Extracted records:
------------------------------------

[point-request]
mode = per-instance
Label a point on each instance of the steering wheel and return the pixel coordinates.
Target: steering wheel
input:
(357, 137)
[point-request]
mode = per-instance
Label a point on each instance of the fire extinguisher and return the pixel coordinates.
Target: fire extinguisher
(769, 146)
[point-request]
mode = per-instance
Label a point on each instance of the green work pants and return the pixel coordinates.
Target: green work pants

------------------------------------

Exercise aim
An exact copy of every record is needed.

Response area
[point-request]
mode = per-instance
Label a point on each instance of the steering wheel and return the pixel coordinates.
Target: steering wheel
input:
(357, 137)
[point-request]
mode = per-instance
Label a point on each instance of the fire extinguisher and return the pixel coordinates.
Target: fire extinguisher
(769, 146)
[point-request]
mode = per-instance
Label a point on each instance of the green work pants and return the pixel coordinates.
Target: green work pants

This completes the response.